TAREFA PROPOSTA 1: Reproduza do trecho sobre trabalho associado tudo desde "IHU On-Line - O" até "a esta pergunta?".
TAREFA PROPOSTA 2: Segundo o trecho sobre trabalho associado, qual é a finalidade mobilizadora desse tipo de trabalho?

TRECHO PARA LEITURA:
IHU On-Line - O senhor lançou a seguinte questão em sua pesquisa sobre trabalho associado: como se coloca o trabalho associado na complexidade do mundo do trabalho? Poderia nos responder a esta pergunta?

Telmo Adams – Em todo trabalho, mesmo no individual e assalariado marcado por um maior ou menor grau de exploração, está presente algum tipo de associatividade. Mas o fato de todo trabalho ser social não elimina a exploração. Senão vejamos: numa empresa capitalista, o trabalho se realiza coletivamente, com a participação de todos. Os resultados dessa produção coletiva são apropriados pelo seu proprietário e não pelos trabalhadores contratados (com ou sem vínculo legal). A designação trabalho associado  pressupõe um conjunto de ações de caráter associativo e solidário, como é o caso de empreendimentos produtivos afinados com os princípios da economia popular solidária. A finalidade de empreendimentos de trabalho associado é, em primeiro lugar, a cooperação em vista da satisfação das necessidades humanas fundamentais, onde os participantes exercem a liberdade e autonomia possível na criação e recriação de um mundo do trabalho com relações sociais de convivência solidárias. Distintamente da forma de trabalho capitalista, os trabalhadores associados articulam estrategicamente os fatores do trabalho e da solidariedade para que estes dêem a direção aos demais fatores de produção, dentro dos limites da lógica do mercado hegemônico. A finalidade mobilizadora é a partilha eqüitativa dos resultados do trabalho para o bem-viver .  O trabalho associado tem como horizonte pelo menos três dimensões: participação igualitária e co-responsável na propriedade, na gestão e nos resultados, numa convivência respeitosa, solidária e cuidadosa com o socioambiente. Como nenhuma economia se torna solidária só porque as pessoas são boas e generosas, o alcance destas metas acontece de forma variada de acordo com as condições estruturais de ordem socioeconômico-político e cultural. Depende igualmente, entre outros fatores, da capacidade de compreensão, organização e gestão do trabalho além da desenvoltura profissional dos sujeitos envolvidos. Nesta compreensão, o trabalho associado pode constituir-se no tensionamento de referência entre a produção capitalista hegemônica e a possibilidade da produção autogestionária. Mas assumir esta real ou potencial centralidade no movimento contra-hegemônico da sociedade não significa ausência de contradições. De um lado, há a subordinação à forma hegemônica de produção capitalista; de outro, a possibilidade de geração de uma nova sociabilidade, novos saberes, com a formação de um ethos da cultura do trabalho.

Registros com caixas delimitadoras:
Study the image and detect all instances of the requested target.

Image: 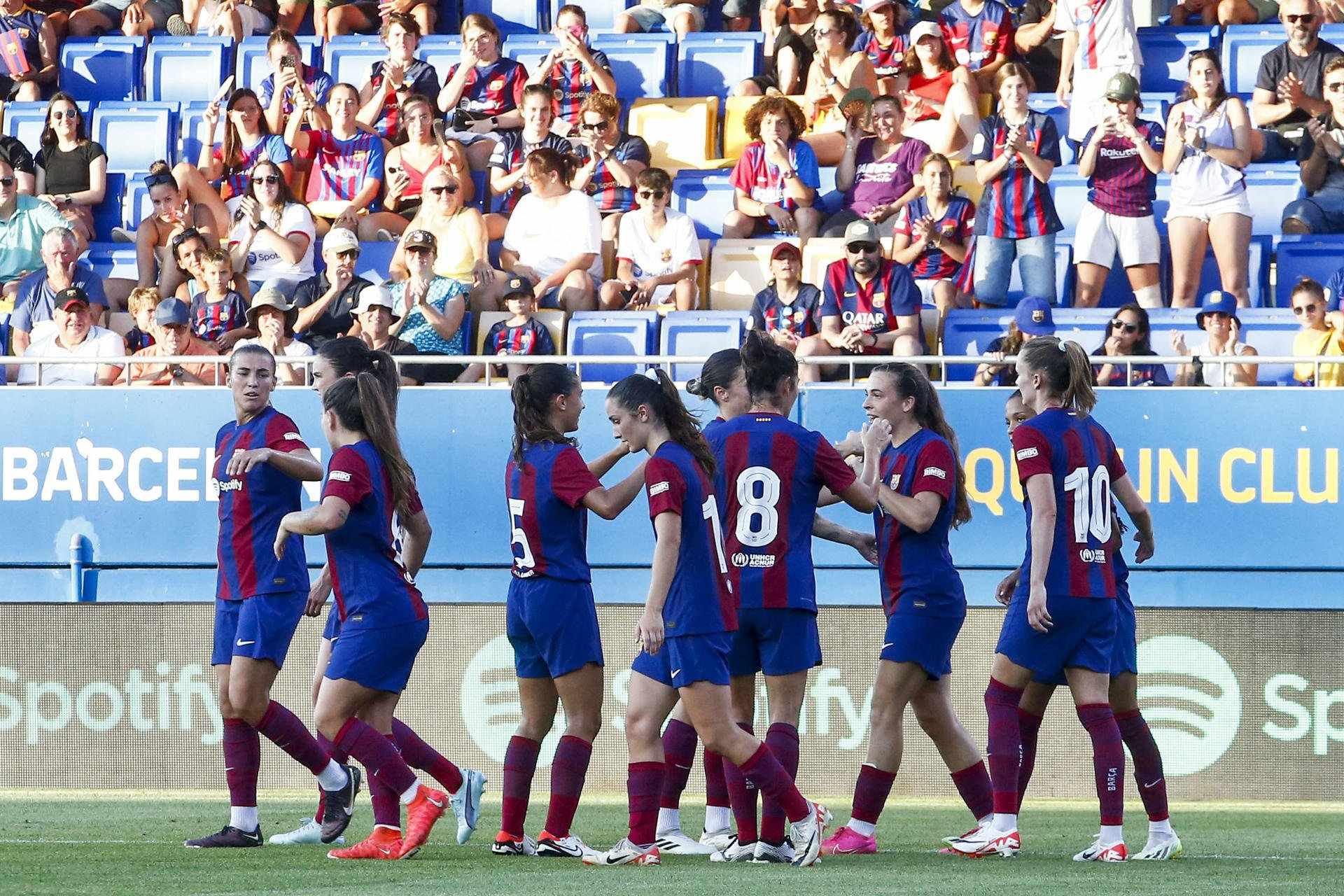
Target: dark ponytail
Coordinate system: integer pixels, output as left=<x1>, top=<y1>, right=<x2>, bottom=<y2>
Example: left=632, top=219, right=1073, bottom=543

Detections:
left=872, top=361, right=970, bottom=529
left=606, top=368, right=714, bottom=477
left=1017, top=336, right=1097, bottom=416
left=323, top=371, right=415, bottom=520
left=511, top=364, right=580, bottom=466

* * *

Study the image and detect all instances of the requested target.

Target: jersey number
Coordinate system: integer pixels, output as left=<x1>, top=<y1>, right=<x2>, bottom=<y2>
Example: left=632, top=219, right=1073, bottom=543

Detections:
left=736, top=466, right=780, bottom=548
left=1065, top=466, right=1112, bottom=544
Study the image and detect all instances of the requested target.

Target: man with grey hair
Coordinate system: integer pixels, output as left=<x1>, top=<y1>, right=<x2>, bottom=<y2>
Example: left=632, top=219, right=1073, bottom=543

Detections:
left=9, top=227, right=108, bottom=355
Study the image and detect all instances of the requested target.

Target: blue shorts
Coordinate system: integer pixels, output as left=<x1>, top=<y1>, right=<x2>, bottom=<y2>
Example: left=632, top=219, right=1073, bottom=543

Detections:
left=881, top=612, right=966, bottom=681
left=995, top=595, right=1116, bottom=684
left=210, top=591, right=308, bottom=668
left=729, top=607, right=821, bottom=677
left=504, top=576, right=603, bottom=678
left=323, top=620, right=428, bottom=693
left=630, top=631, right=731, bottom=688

RESPOSTA REDIGIDA 1:
IHU On-Line - O senhor lançou a seguinte questão em sua pesquisa sobre trabalho associado: como se coloca o trabalho associado na complexidade do mundo do trabalho? Poderia nos responder a esta pergunta?

RESPOSTA REDIGIDA 2: A partilha eqüitativa dos resultados do trabalho para o bem-viver.